*** EXTRAIT DU DOCUMENT ***

Battersea : un quartier au cœur des projets de reconquête des berges de la Tamise
Relié à la rive nord de la Tamise par le Chelsea Bridge (1858) et l’Albert Bridge (1873), le parc de Battersea est créé à l’initiative de la Reine Victoria et est inauguré en 1858. Il est prévu pour améliorer les conditions de vie des habitants de Chelsea et accompagne le développement d’un habitat résidentiel dans le quartier de Battersea alors que la métropole londonienne connaît une croissance spectaculaire à l’époque victorienne.
Il est encore aujourd'hui l’un des plus grands parcs de la ville de Londres. Ouvert sur la Tamise, c’est un parc très paysager qui compte de nombreux espaces aménagés pour les enfants, des installations sportives, mais aussi des espaces pour la détente visible sur l’image satellite.
Il constitue aujourd’hui un trait d’union entre les différents projets de reconquête des anciennes berges industrielles de la Tamise qui doivent permettre de retrouver une continuité de circulation le long du fleuve par le développement des mobilités douces dans le cadre d’une politique visant à réduire la pollution atmosphérique de la ville. En effet, à l’est de Battersea Park s’étend tout un périmètre aux paysages encore très marqués par l’époque industrielle : le périmètre de régénération Vauxhall, Nine Elms, Battersea PowerStation.
Un quartier populaire et industriel qui se paupérise dans les années 1970
Ce quartier a connu de très importantes destructions pendant la Seconde Guerre mondiale qui ont fait disparaître une grande partie des habitats résidentiels de l’époque victorienne et ont libéré de nombreux espaces. Comme ailleurs dans la ville, l’Etat-providence britannique au lendemain de la guerre fait le choix de construire dans ces terrains libérés par les bombardements des councils estates, ou logements sociaux. On les reconnaît sur l’image satellite à la forme allongée des immeubles en bâton entourés d’espaces verts qui occupent de grandes parcelles délimitées par des rues alors que seuls de petits passages piétonniers assurent la circulation en leur sein.

*** EXTRAITS DE DONNÉES ***

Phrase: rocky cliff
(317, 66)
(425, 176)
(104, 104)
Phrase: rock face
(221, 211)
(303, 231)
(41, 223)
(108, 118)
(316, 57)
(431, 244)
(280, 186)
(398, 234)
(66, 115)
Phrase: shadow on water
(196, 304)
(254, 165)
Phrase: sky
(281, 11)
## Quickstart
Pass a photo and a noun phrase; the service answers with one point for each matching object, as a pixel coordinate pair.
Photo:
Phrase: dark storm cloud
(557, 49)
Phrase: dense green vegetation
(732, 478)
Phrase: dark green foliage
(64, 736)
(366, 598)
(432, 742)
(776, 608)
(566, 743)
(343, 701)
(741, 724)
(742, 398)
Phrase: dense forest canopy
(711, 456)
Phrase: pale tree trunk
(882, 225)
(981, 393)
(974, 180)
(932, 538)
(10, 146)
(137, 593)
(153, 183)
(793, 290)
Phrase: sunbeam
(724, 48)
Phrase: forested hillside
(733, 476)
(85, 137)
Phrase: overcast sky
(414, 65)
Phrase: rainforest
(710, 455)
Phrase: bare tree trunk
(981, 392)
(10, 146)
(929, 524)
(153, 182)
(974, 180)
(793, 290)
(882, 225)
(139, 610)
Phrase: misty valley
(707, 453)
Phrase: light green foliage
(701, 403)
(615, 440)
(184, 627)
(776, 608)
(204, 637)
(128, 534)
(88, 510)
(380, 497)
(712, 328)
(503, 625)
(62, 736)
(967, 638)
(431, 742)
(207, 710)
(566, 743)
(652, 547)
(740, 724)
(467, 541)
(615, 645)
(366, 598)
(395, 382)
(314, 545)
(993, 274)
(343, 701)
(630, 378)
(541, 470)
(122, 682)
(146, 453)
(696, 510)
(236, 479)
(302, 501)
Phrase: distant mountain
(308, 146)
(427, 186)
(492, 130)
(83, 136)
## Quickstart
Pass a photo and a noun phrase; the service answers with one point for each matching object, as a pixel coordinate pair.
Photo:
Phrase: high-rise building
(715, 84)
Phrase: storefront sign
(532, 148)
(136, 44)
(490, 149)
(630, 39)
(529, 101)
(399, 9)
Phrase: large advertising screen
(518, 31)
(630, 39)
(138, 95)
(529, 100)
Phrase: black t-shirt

***

TRAVAIL À FAIRE:
(A) Veuillez recopier le passage du texte sur Battersea, de « Un quartier populaire » à « en leur sein. ».
(B) Présentez sous forme de tableau Markdown les lignes du listing, de la ligne contenant « Phrase: pale tree trunk » jusqu'à la fin du listing, bornes comprises. Utilisez les colonnes « Numéro » et « Ligne » et omettez les lignes vides.

CORRIGÉ DES EXERCICES:
(A)
Un quartier populaire et industriel qui se paupérise dans les années 1970
Ce quartier a connu de très importantes destructions pendant la Seconde Guerre mondiale qui ont fait disparaître une grande partie des habitats résidentiels de l’époque victorienne et ont libéré de nombreux espaces. Comme ailleurs dans la ville, l’Etat-providence britannique au lendemain de la guerre fait le choix de construire dans ces terrains libérés par les bombardements des councils estates, ou logements sociaux. On les reconnaît sur l’image satellite à la forme allongée des immeubles en bâton entourés d’espaces verts qui occupent de grandes parcelles délimitées par des rues alors que seuls de petits passages piétonniers assurent la circulation en leur sein.

(B)
| Numéro | Ligne |
|---|---|
| 1 | Phrase: pale tree trunk |
| 2 | (882, 225) |
| 3 | (981, 393) |
| 4 | (974, 180) |
| 5 | (932, 538) |
| 6 | (10, 146) |
| 7 | (137, 593) |
| 8 | (153, 183) |
| 9 | (793, 290) |
| 10 | Phrase: sunbeam |
| 11 | (724, 48) |
| 12 | Phrase: forested hillside |
| 13 | (733, 476) |
| 14 | (85, 137) |
| 15 | Phrase: overcast sky |
| 16 | (414, 65) |
| 17 | Phrase: rainforest |
| 18 | (710, 455) |
| 19 | Phrase: bare tree trunk |
| 20 | (981, 392) |
| 21 | (10, 146) |
| 22 | (929, 524) |
| 23 | (153, 182) |
| 24 | (974, 180) |
| 25 | (793, 290) |
| 26 | (882, 225) |
| 27 | (139, 610) |
| 28 | Phrase: misty valley |
| 29 | (707, 453) |
| 30 | Phrase: light green foliage |
| 31 | (701, 403) |
| 32 | (615, 440) |
| 33 | (184, 627) |
| 34 | (776, 608) |
| 35 | (204, 637) |
| 36 | (128, 534) |
| 37 | (88, 510) |
| 38 | (380, 497) |
| 39 | (712, 328) |
| 40 | (503, 625) |
| 41 | (62, 736) |
| 42 | (967, 638) |
| 43 | (431, 742) |
| 44 | (207, 710) |
| 45 | (566, 743) |
| 46 | (652, 547) |
| 47 | (740, 724) |
| 48 | (467, 541) |
| 49 | (615, 645) |
| 50 | (366, 598) |
| 51 | (395, 382) |
| 52 | (314, 545) |
| 53 | (993, 274) |
| 54 | (343, 701) |
| 55 | (630, 378) |
| 56 | (541, 470) |
| 57 | (122, 682) |
| 58 | (146, 453) |
| 59 | (696, 510) |
| 60 | (236, 479) |
| 61 | (302, 501) |
| 62 | Phrase: distant mountain |
| 63 | (308, 146) |
| 64 | (427, 186) |
| 65 | (492, 130) |
| 66 | (83, 136) |
| 67 | ## Quickstart |
| 68 | Pass a photo and a noun phrase; the service answers with one point for each matching object, as a pixel coordinate pair. |
| 69 | Photo: |
| 70 | Phrase: high-rise building |
| 71 | (715, 84) |
| 72 | Phrase: storefront sign |
| 73 | (532, 148) |
| 74 | (136, 44) |
| 75 | (490, 149) |
| 76 | (630, 39) |
| 77 | (529, 101) |
| 78 | (399, 9) |
| 79 | Phrase: large advertising screen |
| 80 | (518, 31) |
| 81 | (630, 39) |
| 82 | (138, 95) |
| 83 | (529, 100) |
| 84 | Phrase: black t-shirt |